## [Records shown]
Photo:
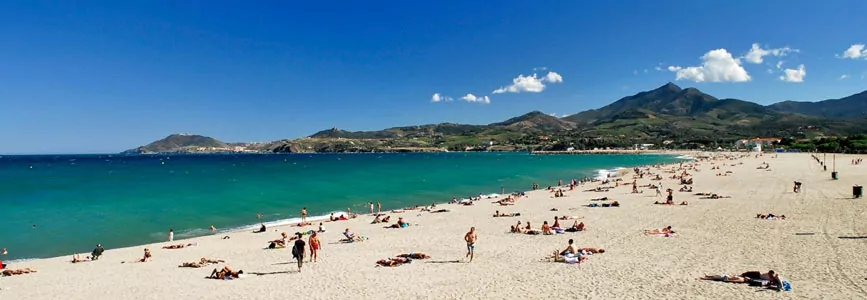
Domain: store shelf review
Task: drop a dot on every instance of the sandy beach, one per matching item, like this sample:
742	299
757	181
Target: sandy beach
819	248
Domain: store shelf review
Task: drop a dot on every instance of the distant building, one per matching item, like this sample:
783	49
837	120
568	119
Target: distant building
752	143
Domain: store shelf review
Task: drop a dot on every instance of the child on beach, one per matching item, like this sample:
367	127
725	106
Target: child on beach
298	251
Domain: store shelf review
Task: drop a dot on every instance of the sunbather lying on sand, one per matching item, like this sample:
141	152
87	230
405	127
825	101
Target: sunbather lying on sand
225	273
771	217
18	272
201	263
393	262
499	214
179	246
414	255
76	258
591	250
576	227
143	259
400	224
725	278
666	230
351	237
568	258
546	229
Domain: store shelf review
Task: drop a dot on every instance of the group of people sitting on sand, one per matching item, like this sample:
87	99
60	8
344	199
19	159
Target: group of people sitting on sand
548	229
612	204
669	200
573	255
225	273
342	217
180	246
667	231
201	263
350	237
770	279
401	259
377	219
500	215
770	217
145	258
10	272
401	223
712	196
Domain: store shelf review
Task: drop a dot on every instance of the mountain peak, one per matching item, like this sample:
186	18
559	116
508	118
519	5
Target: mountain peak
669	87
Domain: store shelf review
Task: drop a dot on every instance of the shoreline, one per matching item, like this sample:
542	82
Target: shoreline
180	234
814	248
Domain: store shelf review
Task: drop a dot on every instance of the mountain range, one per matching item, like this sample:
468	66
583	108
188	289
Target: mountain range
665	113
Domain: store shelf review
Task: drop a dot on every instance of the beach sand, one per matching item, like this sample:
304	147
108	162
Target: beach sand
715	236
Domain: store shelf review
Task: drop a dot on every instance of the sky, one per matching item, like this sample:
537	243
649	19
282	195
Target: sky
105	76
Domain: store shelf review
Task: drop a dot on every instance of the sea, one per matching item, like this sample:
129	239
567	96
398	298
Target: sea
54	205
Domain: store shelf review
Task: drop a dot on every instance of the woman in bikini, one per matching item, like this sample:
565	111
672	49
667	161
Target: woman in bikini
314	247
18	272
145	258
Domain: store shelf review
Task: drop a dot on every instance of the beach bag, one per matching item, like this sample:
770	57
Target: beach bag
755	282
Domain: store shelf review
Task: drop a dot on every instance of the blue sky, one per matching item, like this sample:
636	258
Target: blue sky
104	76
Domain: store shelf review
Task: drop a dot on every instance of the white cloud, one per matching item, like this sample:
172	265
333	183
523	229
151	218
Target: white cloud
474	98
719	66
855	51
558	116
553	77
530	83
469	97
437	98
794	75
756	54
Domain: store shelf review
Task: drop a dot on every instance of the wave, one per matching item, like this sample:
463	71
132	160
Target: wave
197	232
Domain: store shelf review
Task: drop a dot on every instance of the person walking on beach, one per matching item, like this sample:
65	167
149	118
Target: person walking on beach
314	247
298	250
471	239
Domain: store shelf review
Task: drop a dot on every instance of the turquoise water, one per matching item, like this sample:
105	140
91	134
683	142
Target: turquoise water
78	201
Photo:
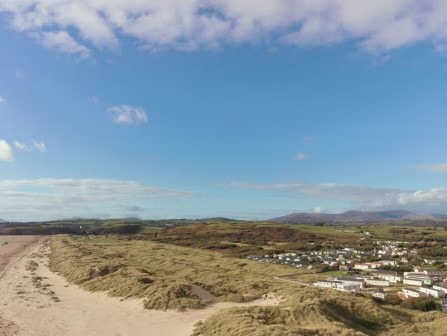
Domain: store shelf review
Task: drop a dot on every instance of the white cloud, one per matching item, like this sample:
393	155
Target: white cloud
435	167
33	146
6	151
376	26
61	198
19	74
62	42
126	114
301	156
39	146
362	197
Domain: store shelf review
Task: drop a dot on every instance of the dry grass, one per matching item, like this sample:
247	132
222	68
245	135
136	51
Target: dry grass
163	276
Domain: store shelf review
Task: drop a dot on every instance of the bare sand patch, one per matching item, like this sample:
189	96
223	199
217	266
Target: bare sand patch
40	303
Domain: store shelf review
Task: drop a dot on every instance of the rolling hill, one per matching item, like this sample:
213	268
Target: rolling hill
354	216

## [What to do]
Report each line of the records above that contains the string "blue".

## [Reply to the exercise]
Task: drop a dot on every instance of the blue sky, one per matching item, like this sample:
Target: blue sky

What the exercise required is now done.